[BEGIN Data supplied]

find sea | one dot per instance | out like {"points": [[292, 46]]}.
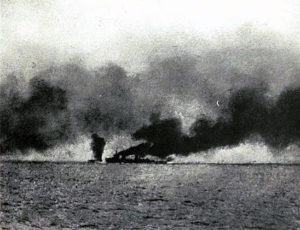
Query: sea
{"points": [[79, 195]]}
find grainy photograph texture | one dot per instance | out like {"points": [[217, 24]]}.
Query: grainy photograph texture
{"points": [[150, 114]]}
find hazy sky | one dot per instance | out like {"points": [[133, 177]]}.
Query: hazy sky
{"points": [[35, 33]]}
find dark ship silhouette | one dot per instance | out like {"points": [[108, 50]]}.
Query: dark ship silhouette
{"points": [[138, 152]]}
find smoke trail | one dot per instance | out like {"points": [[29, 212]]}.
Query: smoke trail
{"points": [[251, 83], [249, 113]]}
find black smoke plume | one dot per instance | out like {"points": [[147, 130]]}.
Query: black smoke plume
{"points": [[249, 113], [64, 102]]}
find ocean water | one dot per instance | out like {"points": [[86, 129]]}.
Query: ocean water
{"points": [[140, 196]]}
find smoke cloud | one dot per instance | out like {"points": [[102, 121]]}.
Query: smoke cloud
{"points": [[184, 101]]}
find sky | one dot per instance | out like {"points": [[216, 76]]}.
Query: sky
{"points": [[183, 56], [37, 33]]}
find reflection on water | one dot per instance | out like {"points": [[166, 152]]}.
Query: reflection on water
{"points": [[128, 196]]}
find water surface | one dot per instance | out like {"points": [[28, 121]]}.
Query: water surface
{"points": [[141, 196]]}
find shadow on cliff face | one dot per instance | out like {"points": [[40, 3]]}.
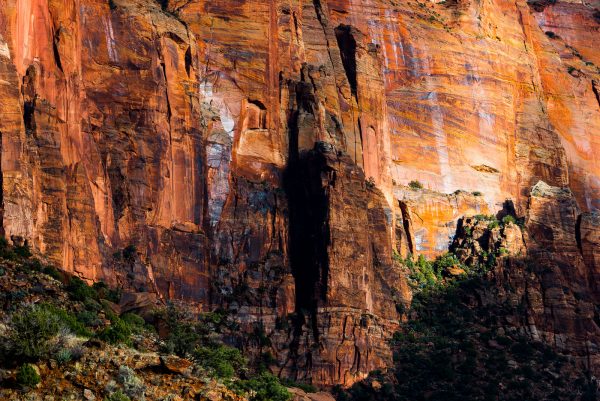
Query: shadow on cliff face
{"points": [[462, 342], [306, 181], [480, 326]]}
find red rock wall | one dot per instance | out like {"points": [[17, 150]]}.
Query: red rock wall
{"points": [[154, 147]]}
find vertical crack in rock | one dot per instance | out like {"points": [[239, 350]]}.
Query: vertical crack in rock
{"points": [[347, 46], [407, 224], [188, 60], [307, 180], [595, 88], [56, 53], [578, 233]]}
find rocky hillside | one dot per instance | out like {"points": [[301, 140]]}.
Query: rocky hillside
{"points": [[269, 159], [64, 340]]}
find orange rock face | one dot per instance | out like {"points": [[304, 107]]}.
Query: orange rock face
{"points": [[254, 154]]}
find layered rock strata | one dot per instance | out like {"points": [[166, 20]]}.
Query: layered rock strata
{"points": [[170, 147]]}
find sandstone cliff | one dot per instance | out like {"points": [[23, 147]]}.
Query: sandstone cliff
{"points": [[254, 155]]}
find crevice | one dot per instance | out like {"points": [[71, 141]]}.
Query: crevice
{"points": [[164, 68], [55, 50], [407, 224], [188, 61], [29, 95], [306, 182], [578, 234], [347, 46], [596, 90]]}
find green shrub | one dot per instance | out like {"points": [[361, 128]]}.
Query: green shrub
{"points": [[117, 396], [88, 318], [27, 376], [31, 333], [509, 219], [135, 322], [68, 320], [118, 332], [52, 272], [22, 251], [422, 273], [307, 388], [220, 361], [79, 290], [264, 387], [129, 253], [415, 184], [63, 356], [134, 386]]}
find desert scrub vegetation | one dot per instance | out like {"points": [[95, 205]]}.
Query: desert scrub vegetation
{"points": [[415, 185]]}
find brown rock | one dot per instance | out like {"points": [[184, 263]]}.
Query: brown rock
{"points": [[176, 365]]}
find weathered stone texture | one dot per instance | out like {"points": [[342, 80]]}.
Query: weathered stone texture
{"points": [[160, 146]]}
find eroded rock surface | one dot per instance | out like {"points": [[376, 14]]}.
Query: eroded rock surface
{"points": [[162, 146]]}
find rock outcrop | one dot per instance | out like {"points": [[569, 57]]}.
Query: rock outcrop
{"points": [[253, 155]]}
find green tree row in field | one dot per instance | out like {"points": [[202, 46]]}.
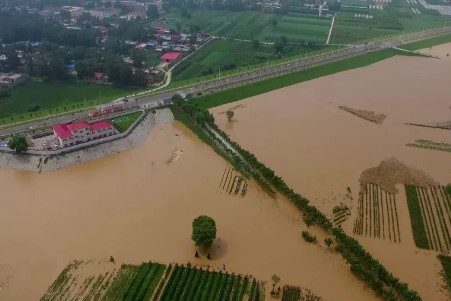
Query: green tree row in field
{"points": [[188, 283], [361, 262]]}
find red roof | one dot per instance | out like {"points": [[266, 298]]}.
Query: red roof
{"points": [[62, 130], [78, 125], [98, 75], [65, 130], [101, 125], [171, 56]]}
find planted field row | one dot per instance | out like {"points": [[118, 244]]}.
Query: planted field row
{"points": [[233, 183], [377, 214], [340, 214], [295, 293], [188, 283], [89, 282], [430, 216]]}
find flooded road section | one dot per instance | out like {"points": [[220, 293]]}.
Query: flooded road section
{"points": [[321, 150], [139, 206]]}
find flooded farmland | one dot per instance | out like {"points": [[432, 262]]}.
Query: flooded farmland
{"points": [[139, 205], [321, 150]]}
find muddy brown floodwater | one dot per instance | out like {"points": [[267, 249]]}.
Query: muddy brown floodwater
{"points": [[320, 150], [139, 206]]}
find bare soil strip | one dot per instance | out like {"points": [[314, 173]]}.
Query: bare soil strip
{"points": [[367, 115], [440, 146], [391, 172], [377, 223]]}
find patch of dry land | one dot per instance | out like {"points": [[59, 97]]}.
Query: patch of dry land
{"points": [[324, 152], [139, 206]]}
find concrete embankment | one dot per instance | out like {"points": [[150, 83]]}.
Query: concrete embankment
{"points": [[40, 163]]}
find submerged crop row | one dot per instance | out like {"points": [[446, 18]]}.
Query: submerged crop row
{"points": [[188, 283], [377, 213], [430, 216], [361, 262], [87, 282]]}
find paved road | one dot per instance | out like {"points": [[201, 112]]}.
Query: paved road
{"points": [[245, 78]]}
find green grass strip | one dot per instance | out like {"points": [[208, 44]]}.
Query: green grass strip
{"points": [[416, 218], [446, 263], [173, 280], [242, 92]]}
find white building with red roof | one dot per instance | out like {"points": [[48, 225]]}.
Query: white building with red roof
{"points": [[69, 134], [171, 57]]}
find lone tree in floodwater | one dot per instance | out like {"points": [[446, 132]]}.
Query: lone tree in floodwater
{"points": [[204, 231], [18, 143], [230, 114]]}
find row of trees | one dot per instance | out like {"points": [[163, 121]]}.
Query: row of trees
{"points": [[362, 263]]}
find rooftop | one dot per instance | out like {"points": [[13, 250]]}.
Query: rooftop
{"points": [[171, 56]]}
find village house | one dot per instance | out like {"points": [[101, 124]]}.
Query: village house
{"points": [[12, 79], [171, 57], [80, 132]]}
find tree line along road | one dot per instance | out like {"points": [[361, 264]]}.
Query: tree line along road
{"points": [[232, 81]]}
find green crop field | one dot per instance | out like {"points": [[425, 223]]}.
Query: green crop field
{"points": [[187, 283], [82, 281], [250, 25], [297, 28], [149, 281], [446, 263], [241, 25], [253, 89], [396, 18], [37, 99], [228, 54]]}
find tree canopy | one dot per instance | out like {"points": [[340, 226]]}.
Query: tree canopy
{"points": [[204, 231], [18, 143], [230, 114]]}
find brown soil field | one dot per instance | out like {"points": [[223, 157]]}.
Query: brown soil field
{"points": [[441, 51], [139, 206], [367, 115], [321, 151]]}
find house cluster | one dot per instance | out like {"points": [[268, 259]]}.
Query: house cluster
{"points": [[69, 134], [136, 9], [166, 40], [10, 80]]}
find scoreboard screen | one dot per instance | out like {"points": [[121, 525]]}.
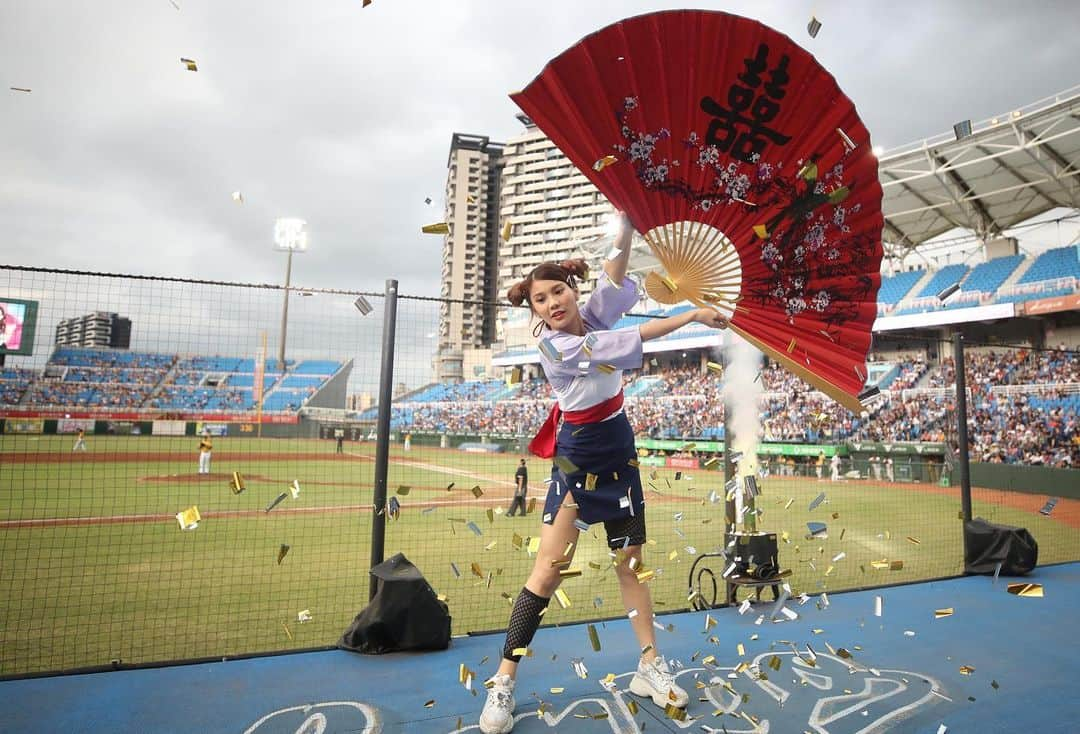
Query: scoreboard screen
{"points": [[18, 320]]}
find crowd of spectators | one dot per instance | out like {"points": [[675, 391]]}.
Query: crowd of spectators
{"points": [[79, 357], [88, 395], [684, 403], [106, 375]]}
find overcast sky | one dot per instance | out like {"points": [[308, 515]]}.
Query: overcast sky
{"points": [[121, 160]]}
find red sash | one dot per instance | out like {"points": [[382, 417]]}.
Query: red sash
{"points": [[543, 444]]}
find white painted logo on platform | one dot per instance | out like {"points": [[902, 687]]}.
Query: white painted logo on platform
{"points": [[335, 716], [834, 696]]}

[END Data supplied]

Task directions:
Render all of the entries above as a two-column CSV with the header input,output, one row per entry: its text in the input column and its answer in the output column. Put each value in a single double-quoted field, replace line breaks with spaces, and leave out the pictures.

Answer in full:
input,output
"find sea | one dot per instance | out like {""points"": [[292, 46]]}. Query: sea","{""points"": [[79, 195]]}"
"find grainy photograph texture | one dot per instance | out like {""points"": [[217, 24]]}. Query: grainy photograph texture","{""points"": [[150, 114]]}"
"find hazy sky | one dot per instance | out like {""points"": [[133, 177]]}. Query: hazy sky","{""points"": [[35, 33]]}"
"find dark ship silhouette | one dot per instance | out like {""points"": [[108, 50]]}. Query: dark ship silhouette","{""points"": [[138, 152]]}"
"find smoke trail | one dot per instance | out like {""points"": [[29, 212]]}. Query: smoke trail","{""points"": [[251, 83], [249, 113]]}"
"find black smoke plume | one dot per instance | out like {""points"": [[147, 130]]}. Query: black smoke plume","{""points"": [[249, 113], [64, 102]]}"
"find ocean water | one dot per instance | out like {""points"": [[86, 129]]}. Query: ocean water","{""points"": [[140, 196]]}"
"find smoke cloud | one dot per instance | out like {""points"": [[102, 121]]}. Query: smoke cloud","{""points"": [[184, 101]]}"
"find sky | one dot per instance | out like {""points"": [[216, 76]]}. Query: sky","{""points"": [[183, 56], [37, 33]]}"
"find reflection on water | one dot per instance | out like {""points"": [[166, 152]]}. Query: reflection on water","{""points"": [[128, 196]]}"
"find water surface | one dot per instance | out like {""points"": [[28, 121]]}. Query: water surface","{""points"": [[141, 196]]}"
"find shadow on cliff face | one dot per instance | out like {""points"": [[40, 3]]}. Query: shadow on cliff face","{""points"": [[462, 342], [306, 181], [480, 326]]}"
"find red rock wall | one dot per instance | out like {""points"": [[17, 150]]}. Query: red rock wall","{""points"": [[154, 147]]}"
"find vertical crack in rock | one dot per instance | out like {""points"": [[239, 350]]}. Query: vertical crack in rock","{""points"": [[347, 46], [407, 224], [188, 60], [307, 180], [595, 88], [56, 53], [578, 233]]}"
"find rocky hillside | one dot per instance | out like {""points"": [[301, 140]]}. Query: rocky hillside","{""points"": [[269, 159], [64, 340]]}"
"find orange rock face | one dot per instance | out like {""points"": [[304, 107]]}. Query: orange rock face","{""points"": [[254, 154]]}"
"find layered rock strata | one dot per instance | out like {""points"": [[166, 20]]}. Query: layered rock strata","{""points"": [[170, 147]]}"
"find sandstone cliff | one dot per instance | out like {""points"": [[23, 147]]}. Query: sandstone cliff","{""points"": [[254, 155]]}"
"find crevice | one dot per instance | out like {""points"": [[71, 141]]}. Query: crevice","{""points"": [[164, 68], [55, 50], [407, 224], [188, 61], [29, 95], [306, 182], [578, 234], [347, 46], [596, 90]]}"
"find green shrub | one dot per instance | out like {""points"": [[361, 128]]}. Query: green shrub","{""points"": [[117, 396], [88, 318], [27, 376], [31, 333], [509, 219], [135, 322], [68, 320], [118, 332], [52, 272], [22, 251], [422, 273], [307, 388], [220, 361], [79, 290], [264, 387], [129, 253], [415, 184], [63, 356], [134, 386]]}"
"find desert scrub vegetation | one dot per instance | out like {""points"": [[95, 205]]}. Query: desert scrub vegetation","{""points"": [[415, 185]]}"
"find brown rock | one dot per instance | out like {""points"": [[184, 263]]}. Query: brown rock","{""points"": [[176, 365]]}"
"find weathered stone texture | one dot per instance | out like {""points"": [[342, 80]]}. Query: weathered stone texture","{""points"": [[160, 146]]}"
"find eroded rock surface | one dot per instance | out like {""points"": [[376, 14]]}. Query: eroded rock surface","{""points"": [[162, 146]]}"
"find rock outcrop | one dot per instance | out like {""points"": [[569, 57]]}. Query: rock outcrop","{""points"": [[253, 155]]}"
"find green tree row in field | one dot per instance | out like {""points"": [[202, 46]]}. Query: green tree row in field","{""points"": [[188, 283], [361, 262]]}"
"find red roof | one dot per instance | out like {""points"": [[266, 298]]}. Query: red roof","{""points"": [[62, 130], [78, 125], [98, 75], [65, 130], [101, 125], [171, 56]]}"
"find planted field row | one dot per instance | out like {""points"": [[118, 244]]}. Query: planted field row","{""points"": [[233, 183], [377, 214], [340, 214], [295, 293], [188, 283], [89, 282], [430, 216]]}"
"find flooded road section | one dot per instance | out like {""points"": [[220, 293]]}. Query: flooded road section","{""points"": [[321, 150], [139, 206]]}"
"find flooded farmland | one dot per instance | out like {""points"": [[432, 262]]}. Query: flooded farmland","{""points"": [[139, 205], [321, 150]]}"
"find muddy brown floodwater | one dot per instance | out like {""points"": [[267, 249]]}. Query: muddy brown floodwater","{""points"": [[320, 150], [139, 206]]}"
"find bare soil strip | one dot per instance | out like {""points"": [[314, 173]]}. Query: bare soil strip","{""points"": [[367, 115], [440, 146], [391, 172], [377, 223]]}"
"find patch of dry land | one dot per instance | out like {""points"": [[59, 97]]}. Query: patch of dry land","{""points"": [[324, 152], [139, 206]]}"
"find concrete embankment | one dot per instance | out like {""points"": [[150, 83]]}. Query: concrete embankment","{""points"": [[40, 163]]}"
"find submerged crop row | one dot per instance | out like {""points"": [[446, 18]]}. Query: submerged crop row","{""points"": [[188, 283], [377, 213], [430, 216], [361, 262], [87, 282]]}"
"find paved road | one dot per instance | out like {""points"": [[201, 112]]}. Query: paved road","{""points"": [[245, 78]]}"
"find green grass strip | one dot per instance | out like {""points"": [[208, 44]]}. Query: green grass strip","{""points"": [[416, 218], [446, 263], [173, 280], [242, 92]]}"
"find white building with red roof | one dot per instance | out like {""points"": [[48, 225]]}. Query: white building with red roof","{""points"": [[69, 134], [171, 57]]}"
"find lone tree in floodwater | one dot per instance | out like {""points"": [[446, 132]]}. Query: lone tree in floodwater","{""points"": [[204, 231], [18, 143], [230, 114]]}"
"find row of trees | one dot per instance | out like {""points"": [[163, 121]]}. Query: row of trees","{""points"": [[362, 263]]}"
"find rooftop | one dot per instance | out like {""points"": [[13, 250]]}. Query: rooftop","{""points"": [[171, 56]]}"
"find village house | one dot per instance | out like {""points"": [[101, 124]]}. Query: village house","{""points"": [[12, 79], [171, 57], [80, 132]]}"
"find tree line along road | one dot per instance | out like {""points"": [[361, 264]]}. Query: tree line along road","{""points"": [[232, 81]]}"
"find green crop field | one dot per instance | out like {""points"": [[425, 223]]}. Query: green crop field","{""points"": [[187, 283], [82, 281], [250, 25], [297, 28], [149, 281], [446, 263], [241, 25], [253, 89], [396, 18], [37, 99], [228, 54]]}"
"find tree canopy | one dot per instance | out like {""points"": [[340, 226]]}. Query: tree canopy","{""points"": [[204, 231], [18, 143], [230, 114]]}"
"find brown soil field | one dot per instance | out like {""points"": [[223, 157]]}. Query: brown soil field","{""points"": [[441, 51], [139, 206], [367, 115], [321, 151]]}"
"find house cluster | one dot per instance | out like {""points"": [[268, 259]]}. Query: house cluster","{""points"": [[69, 134], [136, 9], [166, 40], [10, 80]]}"
"find scoreboard screen | one dot per instance | out like {""points"": [[121, 525]]}. Query: scoreboard screen","{""points"": [[18, 320]]}"
"find crowd of spectators | one dot per instance | out like {""points"": [[675, 391]]}. Query: crowd of spectators","{""points"": [[79, 357], [88, 395], [684, 403], [106, 375]]}"
"find overcast sky | one dot per instance | out like {""points"": [[308, 515]]}. Query: overcast sky","{""points"": [[121, 160]]}"
"find red sash | one dot per instance | out like {""points"": [[382, 417]]}. Query: red sash","{""points"": [[543, 444]]}"
"find white painted logo on platform | one dot per instance | out like {""points"": [[902, 687]]}. Query: white painted logo on platform","{""points"": [[335, 716], [834, 696]]}"